● Information given:
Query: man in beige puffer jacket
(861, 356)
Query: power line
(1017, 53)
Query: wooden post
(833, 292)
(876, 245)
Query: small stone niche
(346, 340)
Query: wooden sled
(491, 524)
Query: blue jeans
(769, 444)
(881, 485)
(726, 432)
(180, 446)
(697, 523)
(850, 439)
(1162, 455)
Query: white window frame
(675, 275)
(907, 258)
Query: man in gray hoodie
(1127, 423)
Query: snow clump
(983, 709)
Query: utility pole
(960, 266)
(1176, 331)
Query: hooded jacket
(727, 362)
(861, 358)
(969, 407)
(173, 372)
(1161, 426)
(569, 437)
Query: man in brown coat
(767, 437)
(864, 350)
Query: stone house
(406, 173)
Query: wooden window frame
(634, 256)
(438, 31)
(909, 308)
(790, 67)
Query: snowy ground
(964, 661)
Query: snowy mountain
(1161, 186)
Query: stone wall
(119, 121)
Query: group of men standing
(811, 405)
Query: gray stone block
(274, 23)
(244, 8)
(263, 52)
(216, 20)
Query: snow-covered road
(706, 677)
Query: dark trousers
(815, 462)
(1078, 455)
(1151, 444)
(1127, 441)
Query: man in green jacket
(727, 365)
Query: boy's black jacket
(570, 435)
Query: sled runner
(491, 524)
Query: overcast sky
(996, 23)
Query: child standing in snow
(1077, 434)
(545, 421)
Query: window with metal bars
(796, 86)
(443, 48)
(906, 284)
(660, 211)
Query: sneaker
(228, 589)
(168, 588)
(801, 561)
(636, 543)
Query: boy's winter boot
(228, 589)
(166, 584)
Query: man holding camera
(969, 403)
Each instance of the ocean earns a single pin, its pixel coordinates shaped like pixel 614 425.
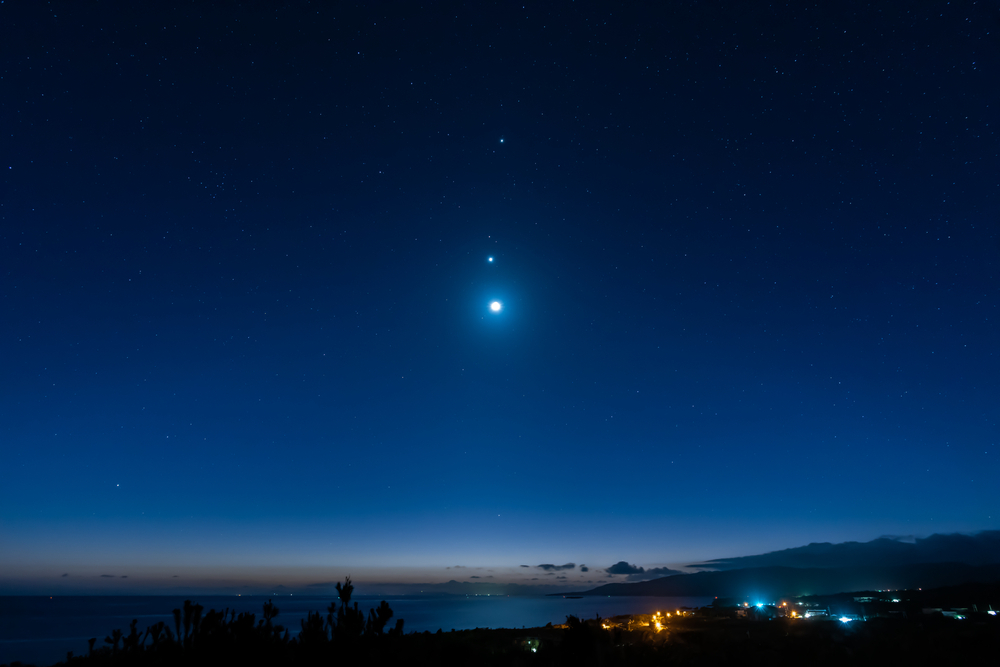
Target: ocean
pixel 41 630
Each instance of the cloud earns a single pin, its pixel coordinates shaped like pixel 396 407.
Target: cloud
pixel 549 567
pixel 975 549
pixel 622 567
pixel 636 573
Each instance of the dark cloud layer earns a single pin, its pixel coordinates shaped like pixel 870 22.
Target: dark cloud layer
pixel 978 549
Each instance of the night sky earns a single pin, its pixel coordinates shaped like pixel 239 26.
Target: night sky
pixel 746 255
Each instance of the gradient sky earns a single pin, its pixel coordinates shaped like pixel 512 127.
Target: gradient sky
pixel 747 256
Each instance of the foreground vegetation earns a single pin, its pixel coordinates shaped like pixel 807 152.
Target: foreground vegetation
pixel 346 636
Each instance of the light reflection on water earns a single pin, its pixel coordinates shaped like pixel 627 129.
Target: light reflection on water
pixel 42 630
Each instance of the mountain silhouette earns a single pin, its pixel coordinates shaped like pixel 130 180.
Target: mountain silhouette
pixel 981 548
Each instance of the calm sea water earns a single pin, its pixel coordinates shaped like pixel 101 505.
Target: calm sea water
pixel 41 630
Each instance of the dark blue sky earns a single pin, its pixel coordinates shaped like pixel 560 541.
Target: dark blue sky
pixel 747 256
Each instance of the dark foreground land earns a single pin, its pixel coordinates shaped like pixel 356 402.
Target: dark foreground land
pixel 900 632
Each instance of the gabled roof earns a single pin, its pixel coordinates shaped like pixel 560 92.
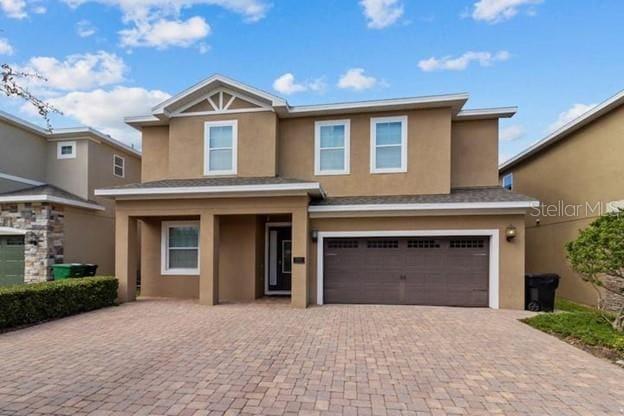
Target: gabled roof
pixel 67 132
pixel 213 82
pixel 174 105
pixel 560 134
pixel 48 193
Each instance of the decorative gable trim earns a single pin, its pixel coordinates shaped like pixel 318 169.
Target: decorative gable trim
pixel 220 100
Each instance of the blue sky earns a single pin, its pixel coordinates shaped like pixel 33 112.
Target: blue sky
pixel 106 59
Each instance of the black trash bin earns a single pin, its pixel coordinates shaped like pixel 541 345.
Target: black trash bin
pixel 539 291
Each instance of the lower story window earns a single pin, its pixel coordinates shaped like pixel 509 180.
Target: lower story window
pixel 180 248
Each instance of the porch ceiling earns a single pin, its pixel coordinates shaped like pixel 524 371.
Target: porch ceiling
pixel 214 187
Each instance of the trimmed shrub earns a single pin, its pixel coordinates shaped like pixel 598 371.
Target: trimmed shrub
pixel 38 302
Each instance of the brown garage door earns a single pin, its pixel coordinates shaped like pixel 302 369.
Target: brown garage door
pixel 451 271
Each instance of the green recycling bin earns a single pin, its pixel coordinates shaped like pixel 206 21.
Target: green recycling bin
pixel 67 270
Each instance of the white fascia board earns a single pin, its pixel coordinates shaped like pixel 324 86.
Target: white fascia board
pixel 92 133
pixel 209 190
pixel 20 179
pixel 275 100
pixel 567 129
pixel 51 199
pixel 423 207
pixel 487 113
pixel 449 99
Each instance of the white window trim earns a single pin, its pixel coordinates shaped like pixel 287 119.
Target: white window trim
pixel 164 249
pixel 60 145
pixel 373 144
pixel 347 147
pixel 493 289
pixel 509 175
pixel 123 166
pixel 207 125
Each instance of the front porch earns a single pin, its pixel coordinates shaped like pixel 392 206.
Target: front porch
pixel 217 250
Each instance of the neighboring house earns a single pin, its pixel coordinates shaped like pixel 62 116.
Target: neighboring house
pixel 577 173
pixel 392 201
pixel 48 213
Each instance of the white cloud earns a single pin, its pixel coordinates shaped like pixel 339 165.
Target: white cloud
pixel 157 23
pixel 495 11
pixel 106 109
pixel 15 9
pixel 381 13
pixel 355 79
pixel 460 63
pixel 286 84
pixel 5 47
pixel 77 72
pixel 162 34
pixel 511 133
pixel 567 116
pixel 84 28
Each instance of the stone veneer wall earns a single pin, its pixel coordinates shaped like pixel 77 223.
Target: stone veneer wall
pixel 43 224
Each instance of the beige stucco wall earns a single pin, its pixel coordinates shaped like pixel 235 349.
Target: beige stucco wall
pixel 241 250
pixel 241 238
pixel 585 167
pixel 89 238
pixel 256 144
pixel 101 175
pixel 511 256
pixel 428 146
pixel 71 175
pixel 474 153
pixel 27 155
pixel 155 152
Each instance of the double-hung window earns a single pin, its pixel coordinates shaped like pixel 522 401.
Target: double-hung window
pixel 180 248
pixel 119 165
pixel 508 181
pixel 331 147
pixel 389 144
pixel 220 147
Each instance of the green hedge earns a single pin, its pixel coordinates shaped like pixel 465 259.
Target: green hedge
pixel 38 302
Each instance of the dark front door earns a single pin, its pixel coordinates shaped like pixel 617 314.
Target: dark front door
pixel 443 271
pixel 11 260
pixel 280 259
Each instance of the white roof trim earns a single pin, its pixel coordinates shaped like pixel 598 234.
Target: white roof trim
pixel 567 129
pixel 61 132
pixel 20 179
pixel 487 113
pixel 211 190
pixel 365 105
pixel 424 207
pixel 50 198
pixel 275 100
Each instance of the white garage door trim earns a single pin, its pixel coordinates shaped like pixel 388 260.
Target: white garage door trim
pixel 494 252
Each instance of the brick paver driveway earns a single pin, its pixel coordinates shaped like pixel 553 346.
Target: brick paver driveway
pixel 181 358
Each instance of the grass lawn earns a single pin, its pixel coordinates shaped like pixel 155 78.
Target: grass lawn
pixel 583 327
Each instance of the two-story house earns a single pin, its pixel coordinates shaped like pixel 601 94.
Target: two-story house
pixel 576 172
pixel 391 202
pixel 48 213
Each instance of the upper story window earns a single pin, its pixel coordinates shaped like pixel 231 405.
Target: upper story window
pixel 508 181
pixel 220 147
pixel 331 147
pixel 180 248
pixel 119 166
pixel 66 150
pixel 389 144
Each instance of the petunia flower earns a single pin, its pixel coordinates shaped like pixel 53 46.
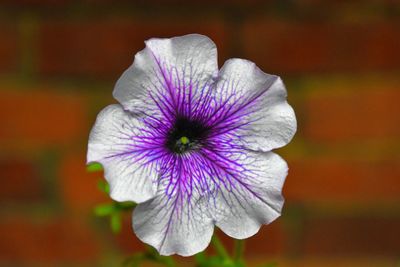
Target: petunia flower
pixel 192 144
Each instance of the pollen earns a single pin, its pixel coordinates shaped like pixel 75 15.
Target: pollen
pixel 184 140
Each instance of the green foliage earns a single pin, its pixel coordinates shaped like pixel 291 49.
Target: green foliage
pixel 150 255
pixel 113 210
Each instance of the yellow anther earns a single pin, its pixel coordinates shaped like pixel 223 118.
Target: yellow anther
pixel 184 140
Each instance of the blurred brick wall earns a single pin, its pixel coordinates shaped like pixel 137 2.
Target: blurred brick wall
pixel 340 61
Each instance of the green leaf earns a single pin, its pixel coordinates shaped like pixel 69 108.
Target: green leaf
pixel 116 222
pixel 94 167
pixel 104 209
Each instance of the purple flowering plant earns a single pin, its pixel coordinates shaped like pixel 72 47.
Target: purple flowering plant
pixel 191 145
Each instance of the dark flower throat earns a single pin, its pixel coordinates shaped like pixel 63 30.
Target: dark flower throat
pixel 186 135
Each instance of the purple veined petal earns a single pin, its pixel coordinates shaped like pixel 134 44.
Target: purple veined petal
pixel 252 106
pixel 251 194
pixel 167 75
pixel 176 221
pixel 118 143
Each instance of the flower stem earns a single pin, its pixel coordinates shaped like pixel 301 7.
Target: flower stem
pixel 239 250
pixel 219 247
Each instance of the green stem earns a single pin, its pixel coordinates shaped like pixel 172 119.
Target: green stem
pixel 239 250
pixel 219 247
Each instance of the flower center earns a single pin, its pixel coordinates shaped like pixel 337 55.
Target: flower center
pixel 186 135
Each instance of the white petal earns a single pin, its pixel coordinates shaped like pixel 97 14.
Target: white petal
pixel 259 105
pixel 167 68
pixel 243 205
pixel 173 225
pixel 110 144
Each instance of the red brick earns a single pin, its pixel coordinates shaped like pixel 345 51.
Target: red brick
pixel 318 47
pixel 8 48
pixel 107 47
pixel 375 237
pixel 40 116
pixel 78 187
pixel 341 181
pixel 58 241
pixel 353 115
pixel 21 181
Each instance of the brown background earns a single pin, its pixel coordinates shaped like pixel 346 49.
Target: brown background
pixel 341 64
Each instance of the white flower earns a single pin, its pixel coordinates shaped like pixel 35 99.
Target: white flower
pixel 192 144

==

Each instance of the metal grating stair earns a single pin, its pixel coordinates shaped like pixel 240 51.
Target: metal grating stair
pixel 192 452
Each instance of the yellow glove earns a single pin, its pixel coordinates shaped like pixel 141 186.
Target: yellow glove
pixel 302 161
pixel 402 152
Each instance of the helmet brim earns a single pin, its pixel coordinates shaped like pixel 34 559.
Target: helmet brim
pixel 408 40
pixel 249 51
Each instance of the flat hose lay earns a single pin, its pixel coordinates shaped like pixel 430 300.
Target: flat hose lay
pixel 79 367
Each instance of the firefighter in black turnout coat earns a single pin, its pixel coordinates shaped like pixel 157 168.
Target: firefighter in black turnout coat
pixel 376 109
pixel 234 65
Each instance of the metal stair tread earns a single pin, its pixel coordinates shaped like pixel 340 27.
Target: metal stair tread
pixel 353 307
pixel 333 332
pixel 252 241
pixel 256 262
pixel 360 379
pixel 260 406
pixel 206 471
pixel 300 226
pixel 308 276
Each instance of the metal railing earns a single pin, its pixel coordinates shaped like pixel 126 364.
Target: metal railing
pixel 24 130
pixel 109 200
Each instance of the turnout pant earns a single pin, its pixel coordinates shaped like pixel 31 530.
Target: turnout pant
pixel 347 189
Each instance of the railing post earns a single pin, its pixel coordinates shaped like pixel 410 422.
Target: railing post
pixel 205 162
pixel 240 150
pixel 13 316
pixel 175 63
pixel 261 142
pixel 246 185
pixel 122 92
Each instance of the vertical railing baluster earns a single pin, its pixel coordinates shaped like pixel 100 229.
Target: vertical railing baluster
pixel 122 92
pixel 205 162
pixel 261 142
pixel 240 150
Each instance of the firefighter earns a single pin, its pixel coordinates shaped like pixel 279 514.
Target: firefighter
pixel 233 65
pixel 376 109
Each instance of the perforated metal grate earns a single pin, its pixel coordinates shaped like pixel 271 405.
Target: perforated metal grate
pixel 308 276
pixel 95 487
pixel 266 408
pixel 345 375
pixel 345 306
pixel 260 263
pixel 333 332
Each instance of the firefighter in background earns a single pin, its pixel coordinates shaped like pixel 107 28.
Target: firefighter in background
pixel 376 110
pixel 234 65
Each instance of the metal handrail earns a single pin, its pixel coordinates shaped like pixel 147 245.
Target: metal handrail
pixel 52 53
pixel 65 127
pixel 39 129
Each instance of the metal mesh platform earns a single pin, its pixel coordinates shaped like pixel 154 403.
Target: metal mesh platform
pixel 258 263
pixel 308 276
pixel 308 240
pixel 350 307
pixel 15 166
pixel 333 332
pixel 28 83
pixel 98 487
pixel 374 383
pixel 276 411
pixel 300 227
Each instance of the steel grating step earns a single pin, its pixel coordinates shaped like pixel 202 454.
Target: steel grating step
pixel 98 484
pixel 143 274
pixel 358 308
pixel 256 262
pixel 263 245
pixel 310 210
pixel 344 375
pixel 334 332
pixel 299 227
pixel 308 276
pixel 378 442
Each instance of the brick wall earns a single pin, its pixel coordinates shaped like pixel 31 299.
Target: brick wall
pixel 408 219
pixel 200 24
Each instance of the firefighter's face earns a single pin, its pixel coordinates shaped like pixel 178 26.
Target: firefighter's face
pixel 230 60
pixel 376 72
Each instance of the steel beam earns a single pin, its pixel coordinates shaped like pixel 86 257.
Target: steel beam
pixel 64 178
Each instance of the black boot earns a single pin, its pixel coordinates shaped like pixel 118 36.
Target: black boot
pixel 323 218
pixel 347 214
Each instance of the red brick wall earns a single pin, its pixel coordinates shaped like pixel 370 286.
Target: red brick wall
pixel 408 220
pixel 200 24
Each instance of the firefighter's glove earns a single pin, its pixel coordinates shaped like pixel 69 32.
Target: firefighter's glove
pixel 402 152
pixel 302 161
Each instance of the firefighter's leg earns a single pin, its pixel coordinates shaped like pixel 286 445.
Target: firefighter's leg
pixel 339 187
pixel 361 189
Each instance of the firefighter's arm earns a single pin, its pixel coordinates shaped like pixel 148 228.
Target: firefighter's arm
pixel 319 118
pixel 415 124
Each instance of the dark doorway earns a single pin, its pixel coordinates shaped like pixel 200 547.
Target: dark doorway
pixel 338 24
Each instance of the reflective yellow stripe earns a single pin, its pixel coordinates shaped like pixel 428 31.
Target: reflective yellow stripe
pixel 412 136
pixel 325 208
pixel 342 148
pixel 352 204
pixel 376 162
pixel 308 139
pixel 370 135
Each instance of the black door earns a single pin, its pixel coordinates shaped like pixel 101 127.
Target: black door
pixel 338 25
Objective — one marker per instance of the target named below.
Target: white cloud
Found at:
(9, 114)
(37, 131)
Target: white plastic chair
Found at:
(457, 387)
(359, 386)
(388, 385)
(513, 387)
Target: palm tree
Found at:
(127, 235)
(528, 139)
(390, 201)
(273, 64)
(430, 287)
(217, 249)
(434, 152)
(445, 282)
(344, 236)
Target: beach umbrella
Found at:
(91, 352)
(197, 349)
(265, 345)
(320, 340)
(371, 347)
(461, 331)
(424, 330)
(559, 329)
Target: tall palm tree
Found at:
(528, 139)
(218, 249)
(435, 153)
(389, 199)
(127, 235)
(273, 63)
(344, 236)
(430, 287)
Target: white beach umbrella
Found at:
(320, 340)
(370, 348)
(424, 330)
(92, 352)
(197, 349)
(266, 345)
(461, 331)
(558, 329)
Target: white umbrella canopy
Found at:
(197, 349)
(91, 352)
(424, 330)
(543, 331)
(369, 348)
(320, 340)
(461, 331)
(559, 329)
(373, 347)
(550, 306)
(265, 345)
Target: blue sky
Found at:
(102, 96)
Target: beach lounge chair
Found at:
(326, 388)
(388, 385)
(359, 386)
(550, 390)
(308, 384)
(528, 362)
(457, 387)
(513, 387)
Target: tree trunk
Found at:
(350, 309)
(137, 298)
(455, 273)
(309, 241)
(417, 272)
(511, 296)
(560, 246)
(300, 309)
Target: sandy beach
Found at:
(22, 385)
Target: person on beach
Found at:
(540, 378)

● Goal of the exercise: Report the number of lines in the records that include the string "chair", and write no other words.

● Task output: 2